++++ ENTRIES SHOWN

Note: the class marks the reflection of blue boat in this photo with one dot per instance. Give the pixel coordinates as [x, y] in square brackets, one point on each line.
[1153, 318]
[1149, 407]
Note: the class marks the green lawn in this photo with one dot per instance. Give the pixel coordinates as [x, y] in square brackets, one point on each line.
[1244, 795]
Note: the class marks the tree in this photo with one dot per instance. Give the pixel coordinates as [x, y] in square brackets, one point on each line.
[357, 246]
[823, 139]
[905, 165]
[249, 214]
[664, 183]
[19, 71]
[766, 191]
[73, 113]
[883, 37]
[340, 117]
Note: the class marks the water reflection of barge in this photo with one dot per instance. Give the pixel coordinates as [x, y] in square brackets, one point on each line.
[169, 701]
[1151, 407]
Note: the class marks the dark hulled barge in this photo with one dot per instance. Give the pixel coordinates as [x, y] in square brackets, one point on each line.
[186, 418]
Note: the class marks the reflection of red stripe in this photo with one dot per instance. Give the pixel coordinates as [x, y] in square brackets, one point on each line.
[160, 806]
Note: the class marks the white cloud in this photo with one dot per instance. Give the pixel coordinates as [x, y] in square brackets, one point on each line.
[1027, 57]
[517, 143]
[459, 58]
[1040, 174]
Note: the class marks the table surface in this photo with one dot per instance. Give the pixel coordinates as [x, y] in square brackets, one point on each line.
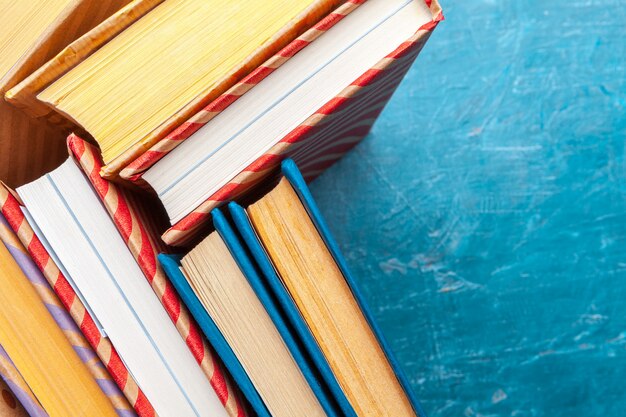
[485, 216]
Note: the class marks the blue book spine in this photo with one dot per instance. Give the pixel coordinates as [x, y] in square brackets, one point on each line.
[266, 298]
[171, 266]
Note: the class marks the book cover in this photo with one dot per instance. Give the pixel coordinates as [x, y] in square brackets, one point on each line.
[247, 266]
[290, 170]
[63, 320]
[137, 224]
[316, 144]
[28, 147]
[19, 391]
[10, 206]
[41, 351]
[171, 265]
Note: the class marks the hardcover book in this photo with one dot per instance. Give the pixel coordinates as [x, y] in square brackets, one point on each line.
[32, 32]
[313, 101]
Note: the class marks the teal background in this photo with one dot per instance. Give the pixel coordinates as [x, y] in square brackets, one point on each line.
[485, 216]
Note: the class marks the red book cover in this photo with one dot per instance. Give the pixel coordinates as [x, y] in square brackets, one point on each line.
[317, 143]
[138, 222]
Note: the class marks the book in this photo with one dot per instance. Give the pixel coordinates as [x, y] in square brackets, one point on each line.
[33, 32]
[9, 404]
[170, 63]
[17, 395]
[291, 243]
[253, 363]
[136, 227]
[71, 220]
[138, 219]
[63, 319]
[39, 349]
[312, 101]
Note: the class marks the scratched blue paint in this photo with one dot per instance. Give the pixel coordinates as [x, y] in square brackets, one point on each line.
[486, 215]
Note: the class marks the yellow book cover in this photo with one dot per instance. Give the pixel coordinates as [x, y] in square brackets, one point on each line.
[39, 349]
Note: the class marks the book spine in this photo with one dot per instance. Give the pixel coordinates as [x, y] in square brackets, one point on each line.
[63, 319]
[11, 210]
[131, 226]
[324, 137]
[136, 168]
[20, 389]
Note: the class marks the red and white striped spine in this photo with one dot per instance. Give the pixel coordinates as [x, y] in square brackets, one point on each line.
[325, 136]
[11, 209]
[135, 169]
[126, 214]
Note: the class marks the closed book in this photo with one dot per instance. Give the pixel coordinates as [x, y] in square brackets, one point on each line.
[276, 112]
[32, 33]
[264, 256]
[172, 266]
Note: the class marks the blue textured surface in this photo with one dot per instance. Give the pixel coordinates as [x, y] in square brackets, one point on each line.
[485, 217]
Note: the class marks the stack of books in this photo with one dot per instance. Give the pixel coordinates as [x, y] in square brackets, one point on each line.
[175, 264]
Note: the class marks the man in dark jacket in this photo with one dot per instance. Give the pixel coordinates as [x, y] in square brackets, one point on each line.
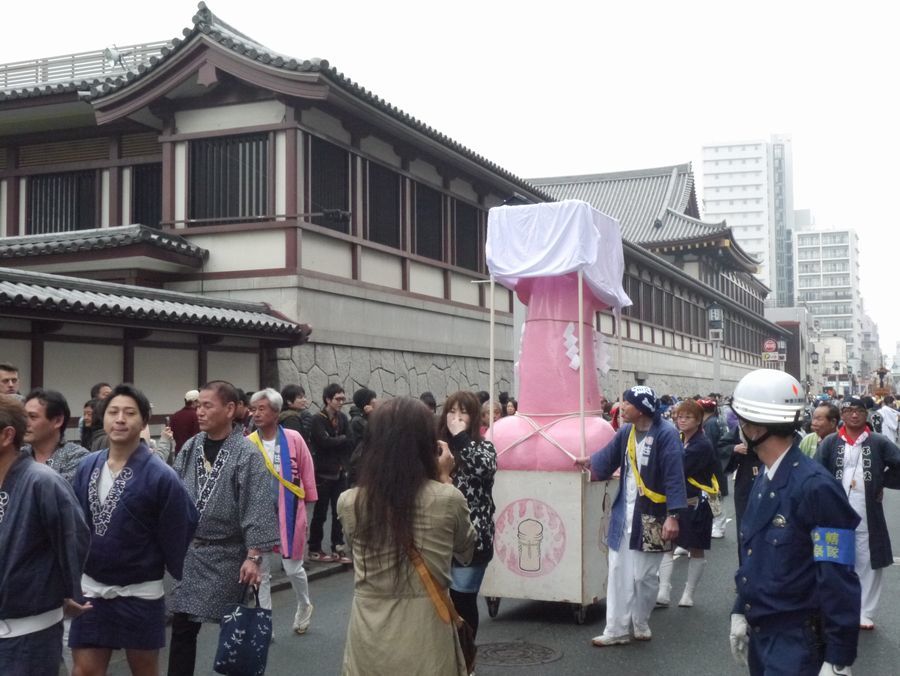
[331, 448]
[364, 402]
[859, 458]
[295, 413]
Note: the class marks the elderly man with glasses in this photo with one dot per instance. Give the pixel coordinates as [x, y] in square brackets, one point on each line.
[864, 462]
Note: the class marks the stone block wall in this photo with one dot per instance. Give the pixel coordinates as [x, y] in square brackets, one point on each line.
[391, 373]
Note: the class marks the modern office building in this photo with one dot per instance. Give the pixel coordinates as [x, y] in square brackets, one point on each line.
[749, 184]
[827, 283]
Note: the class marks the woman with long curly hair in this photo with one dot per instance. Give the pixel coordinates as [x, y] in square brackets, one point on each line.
[404, 501]
[476, 464]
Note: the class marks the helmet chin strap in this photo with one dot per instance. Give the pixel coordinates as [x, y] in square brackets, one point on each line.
[752, 444]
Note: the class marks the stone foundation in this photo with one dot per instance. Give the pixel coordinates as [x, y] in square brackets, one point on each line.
[391, 373]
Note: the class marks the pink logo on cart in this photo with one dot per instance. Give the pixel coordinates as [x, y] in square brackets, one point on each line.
[530, 537]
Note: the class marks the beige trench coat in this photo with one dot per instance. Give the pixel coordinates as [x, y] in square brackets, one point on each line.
[398, 631]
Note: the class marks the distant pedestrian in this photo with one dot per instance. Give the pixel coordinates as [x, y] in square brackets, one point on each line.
[473, 474]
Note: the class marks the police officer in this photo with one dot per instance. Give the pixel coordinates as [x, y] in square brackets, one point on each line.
[798, 597]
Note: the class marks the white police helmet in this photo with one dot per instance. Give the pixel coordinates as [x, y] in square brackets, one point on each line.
[769, 397]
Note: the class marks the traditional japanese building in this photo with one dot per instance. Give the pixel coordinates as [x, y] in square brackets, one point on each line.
[677, 265]
[246, 182]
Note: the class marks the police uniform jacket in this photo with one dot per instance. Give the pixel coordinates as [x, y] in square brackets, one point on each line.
[879, 455]
[663, 472]
[779, 581]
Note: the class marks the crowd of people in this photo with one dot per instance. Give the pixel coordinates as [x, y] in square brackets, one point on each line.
[238, 484]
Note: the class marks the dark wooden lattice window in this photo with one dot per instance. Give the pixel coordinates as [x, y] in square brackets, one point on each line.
[146, 194]
[62, 202]
[466, 239]
[329, 183]
[384, 206]
[229, 178]
[429, 225]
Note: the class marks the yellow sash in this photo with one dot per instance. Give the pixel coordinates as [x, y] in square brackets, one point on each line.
[712, 490]
[293, 488]
[642, 487]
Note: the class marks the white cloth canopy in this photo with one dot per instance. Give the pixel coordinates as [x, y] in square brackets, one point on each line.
[555, 238]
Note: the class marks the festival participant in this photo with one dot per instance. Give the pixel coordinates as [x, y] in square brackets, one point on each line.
[48, 414]
[43, 543]
[824, 421]
[797, 594]
[142, 520]
[644, 519]
[695, 526]
[858, 458]
[227, 479]
[293, 487]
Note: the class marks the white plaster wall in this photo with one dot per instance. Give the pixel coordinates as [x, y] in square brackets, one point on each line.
[229, 117]
[318, 120]
[72, 368]
[380, 150]
[425, 171]
[426, 279]
[104, 198]
[325, 254]
[126, 196]
[3, 208]
[462, 290]
[17, 353]
[280, 177]
[180, 184]
[239, 368]
[164, 375]
[381, 268]
[255, 250]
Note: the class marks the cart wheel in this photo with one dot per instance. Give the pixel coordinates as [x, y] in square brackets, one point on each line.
[580, 613]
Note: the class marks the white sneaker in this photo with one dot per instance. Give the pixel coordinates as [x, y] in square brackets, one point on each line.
[642, 633]
[302, 619]
[604, 640]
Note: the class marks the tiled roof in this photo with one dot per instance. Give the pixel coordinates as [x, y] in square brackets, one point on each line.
[654, 206]
[637, 199]
[96, 239]
[208, 24]
[69, 298]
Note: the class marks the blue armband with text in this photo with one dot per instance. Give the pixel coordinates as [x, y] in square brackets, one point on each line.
[834, 545]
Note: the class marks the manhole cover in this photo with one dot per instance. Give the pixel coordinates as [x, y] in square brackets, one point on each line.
[516, 654]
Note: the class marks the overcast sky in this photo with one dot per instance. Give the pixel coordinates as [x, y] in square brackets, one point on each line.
[567, 87]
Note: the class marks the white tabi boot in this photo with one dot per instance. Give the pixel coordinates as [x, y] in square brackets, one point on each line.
[665, 581]
[695, 572]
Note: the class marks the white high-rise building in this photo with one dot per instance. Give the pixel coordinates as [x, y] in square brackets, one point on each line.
[750, 185]
[827, 283]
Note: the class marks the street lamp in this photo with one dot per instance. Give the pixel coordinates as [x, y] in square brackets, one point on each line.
[715, 317]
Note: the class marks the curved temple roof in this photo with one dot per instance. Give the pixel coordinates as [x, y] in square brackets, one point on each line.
[55, 297]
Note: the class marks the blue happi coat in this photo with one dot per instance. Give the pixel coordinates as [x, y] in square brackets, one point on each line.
[663, 472]
[145, 525]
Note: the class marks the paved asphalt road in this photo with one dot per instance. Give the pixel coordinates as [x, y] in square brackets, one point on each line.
[685, 641]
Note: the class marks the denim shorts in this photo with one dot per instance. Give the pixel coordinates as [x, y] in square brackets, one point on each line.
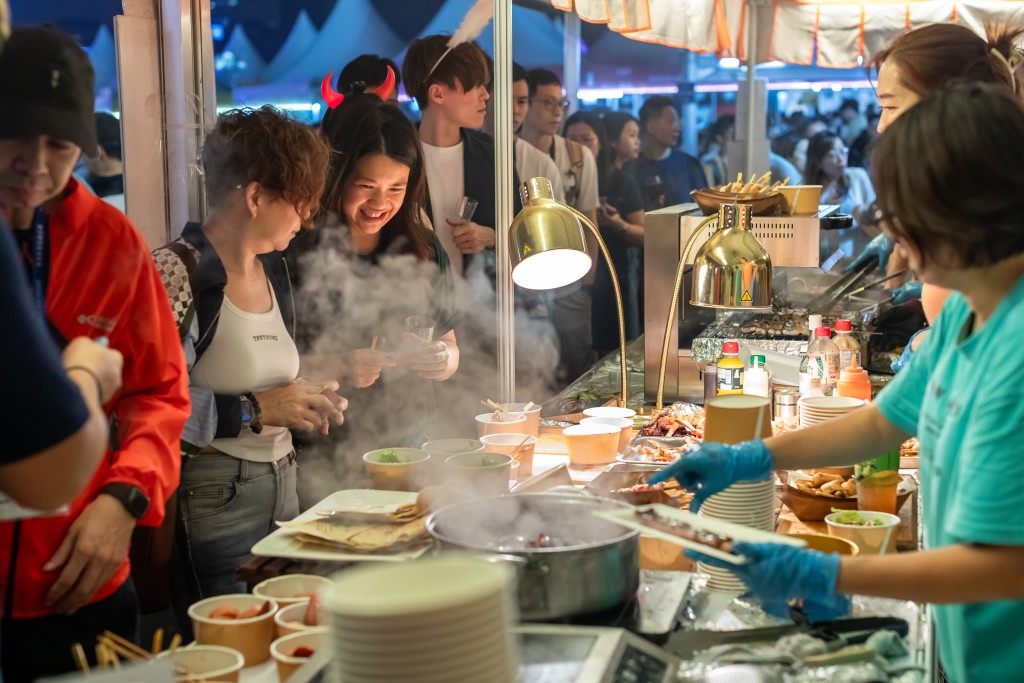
[226, 505]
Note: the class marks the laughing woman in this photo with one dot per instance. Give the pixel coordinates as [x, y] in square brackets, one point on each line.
[373, 263]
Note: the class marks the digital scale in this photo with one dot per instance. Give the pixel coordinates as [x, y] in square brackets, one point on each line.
[557, 653]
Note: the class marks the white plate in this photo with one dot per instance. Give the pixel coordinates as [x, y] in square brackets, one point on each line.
[285, 542]
[629, 519]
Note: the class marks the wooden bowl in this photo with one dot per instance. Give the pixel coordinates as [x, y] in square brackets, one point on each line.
[812, 508]
[762, 204]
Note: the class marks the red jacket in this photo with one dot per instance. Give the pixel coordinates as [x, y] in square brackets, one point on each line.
[103, 282]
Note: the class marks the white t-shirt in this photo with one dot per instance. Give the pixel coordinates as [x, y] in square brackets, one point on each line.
[587, 198]
[250, 352]
[446, 184]
[531, 163]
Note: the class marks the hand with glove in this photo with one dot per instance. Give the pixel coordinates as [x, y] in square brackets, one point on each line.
[880, 248]
[907, 292]
[711, 468]
[777, 573]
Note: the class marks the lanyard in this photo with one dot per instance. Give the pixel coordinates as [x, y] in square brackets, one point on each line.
[40, 260]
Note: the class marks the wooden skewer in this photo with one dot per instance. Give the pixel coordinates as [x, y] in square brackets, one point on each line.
[126, 644]
[81, 662]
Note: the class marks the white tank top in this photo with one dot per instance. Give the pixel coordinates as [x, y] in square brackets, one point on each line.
[250, 352]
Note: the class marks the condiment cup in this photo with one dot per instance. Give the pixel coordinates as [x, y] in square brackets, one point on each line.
[870, 540]
[589, 445]
[292, 619]
[532, 426]
[515, 424]
[280, 649]
[508, 443]
[483, 473]
[292, 588]
[251, 637]
[411, 473]
[625, 424]
[205, 663]
[609, 412]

++++++++

**WORK REQUIRED**
Everything from the line with "Note: the class marks the white t-shirt" to the last line of the data is what to return, word for word; leave out the rest.

**OUTPUT OF THE EXERCISE**
Note: the class marks the white t-shirt in this photo with one dot per instance. Give the pixel coordinates as [x, y] in square brackets, one point on each line.
[587, 198]
[250, 352]
[446, 184]
[531, 163]
Note: the class marks the hand with glove in this photo with one dot per instance. Give the pixel coordinates as [x, y] in square brackets, one point on each line.
[880, 248]
[907, 292]
[711, 468]
[777, 573]
Note: the class marks the lanyard in this photo with one dot per instance. Give the pixel coordinates as [x, y] in square brackets, one point on each line.
[40, 260]
Note: the class marks the wooden skewer in this photo with one dot per instance. Give the pixel coordinates as [x, y] in square brackets, one point on each line.
[126, 644]
[81, 662]
Note: the class marks the white tank top in this photo with one dot per instance. Give the pixel coordinates as [x, y] in square brackets, one point on each line.
[250, 352]
Note: the class marks the condiment cup in this photo with one dot per instance. Give the pixel coordinates as [x, y] in square brackets, one point on each line.
[870, 540]
[589, 445]
[292, 619]
[532, 426]
[515, 424]
[280, 649]
[508, 443]
[483, 473]
[292, 588]
[251, 637]
[411, 473]
[625, 424]
[205, 663]
[609, 412]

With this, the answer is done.